The output generated by the iterative volumetric mapping function may include a cost map and a visualization mesh, used to plan a path of the ego-machine and/or to display a location of obstacles to an operator or observer of the ego-machine, or otherwise used by one or more downstream components of the ego-machine. In some embodiments, communication between the iterative volumetric mapping function and such downstream components of the ego-machine is implemented via an application programing interface (API).

The iterative volumetric mapping function and corresponding methods may be executed at least in part on at least one graphics processing unit that may operate in conjunction with software executed on a central processing unit coupled to a memory. The graphics processing unit may be programmed to execute kernels to implement one or more of the features and functions of the iterative volumetric mapping function to compute cost maps, visualization meshes, Truncated Signed Distance Fields, Euclidean Signed Distance Fields, color integration maps, and other functions described herein. While in some embodiments, all processing is performed onboard the ego-machine, in other embodiments, some features and functions of the iterative volumetric mapping function may be distributed and performed by a combination of onboard processors and cloud computing resources, and sensor data obtained from onboard sensors augmented with supplemental data obtained from a data center or other server or sensors. In such implementations, the ego-machine further comprises at least one wireless communication interface for coupling the iterative volumetric mapping function to a wireless communications network.

Although the use of a graphics processing unit (GPU) is discussed with respect to some of the embodiments presented herein, the iterative volumetric mapping function and corresponding methods may in other embodiments be executed at least in part as threads on one or more hardware accelerators (including, without limitation, a data processing unit (DPU), a vector processing unit or vision processing unit (VPU), a tensor core or tensor processing unit (TPU), a deep learning accelerator (DLA), or programmable vision accelerator (PVA), or other parallel processing units (PPUs), etc.), field programmable gate arrays (FPGAs), or Application Specific Integrated Circuits (ASICs). That said, the iterative volumetric mapping function and corresponding methods are not precluded from being performed in an iterative approach that does not use parallel processing, so that for any of the embodiments discussed herein, the iterative volumetric mapping function may be carried out by non-parallel processing units.

In the field of 3D computer graphics, the term “voxel” may refer to a type of 3D element that represents a value on a grid in 3D space. It should be understood that the term “voxel” is used in the present disclosure for illustrative purposes and not for purposes of limitation, and that other forms of 3D elements may be substituted for voxels in and of the embodiments discussed herein. Similarly, the truncated signed distance fields and Euclidean signed distance fields presented herein are used as example fields for producing map representations of distances, not to preclude the use of other fields.

The systems and methods described herein may be used by, without limitation, non- autonomous vehicles, semi-autonomous vehicles (e.g., in one or more adaptive driver assistance systems (ADAS)), piloted and un-piloted robots or robotic platforms, warehouse vehicles, off-road vehicles, vehicles coupled to one or more trailers, flying vessels, boats, shuttles, emergency response vehicles, motorcycles, electric or motorized bicycles, aircraft, construction vehicles, underwater craft, drones, and/or other vehicle types. Further, the systems and methods described herein may be used for a variety of purposes, by way of example and without limitation, for machine control, machine locomotion, machine driving, synthetic data generation, model training, perception, augmented reality, virtual reality, mixed reality, robotics, security and surveillance, autonomous or semi-autonomous machine applications, deep learning, environment simulation, data center processing, conversational AI, light transport simulation (e.g., ray-tracing, path tracing, etc.), collaborative content creation for 3D assets, cloud computing, and/or any other suitable applications.

____

§ **YOUR TASKS**:
**a)** Answer these questions using the volumetric mapping passage:
(i) In some embodiments, what is used to carry communication between the iterative volumetric mapping function and downstream components of the ego-machine?
(ii) When some functions are shared with cloud computing resources, what does the ego-machine further comprise?
(iii) In the field of 3D computer graphics, what may the term "voxel" refer to?
**b)** Copy the volumetric mapping passage from "In the field" to "of other fields.".
The lines further down the page aren't needed here.

§ **DATASET EXTRACT**:
____

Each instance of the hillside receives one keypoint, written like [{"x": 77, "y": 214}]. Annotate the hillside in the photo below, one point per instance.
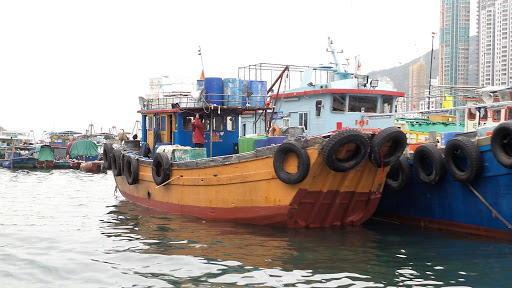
[{"x": 400, "y": 74}]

____

§ **ANSWERS GIVEN**:
**a)**
(i) An application programming interface (API).
(ii) At least one wireless communication interface for coupling the iterative volumetric mapping function to a wireless communications network.
(iii) A type of 3D element that represents a value on a grid in 3D space.

**b)**
In the field of 3D computer graphics, the term “voxel” may refer to a type of 3D element that represents a value on a grid in 3D space. It should be understood that the term “voxel” is used in the present disclosure for illustrative purposes and not for purposes of limitation, and that other forms of 3D elements may be substituted for voxels in and of the embodiments discussed herein. Similarly, the truncated signed distance fields and Euclidean signed distance fields presented herein are used as example fields for producing map representations of distances, not to preclude the use of other fields.